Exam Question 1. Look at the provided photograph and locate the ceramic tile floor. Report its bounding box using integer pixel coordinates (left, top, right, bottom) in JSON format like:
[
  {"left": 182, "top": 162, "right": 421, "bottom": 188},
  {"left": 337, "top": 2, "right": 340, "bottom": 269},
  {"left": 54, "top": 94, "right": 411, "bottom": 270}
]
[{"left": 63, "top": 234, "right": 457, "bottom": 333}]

################

* [Problem description]: Count the lines in the records above that contain the string "right", matching case exactly, and give only the number.

* [Finished answer]: 5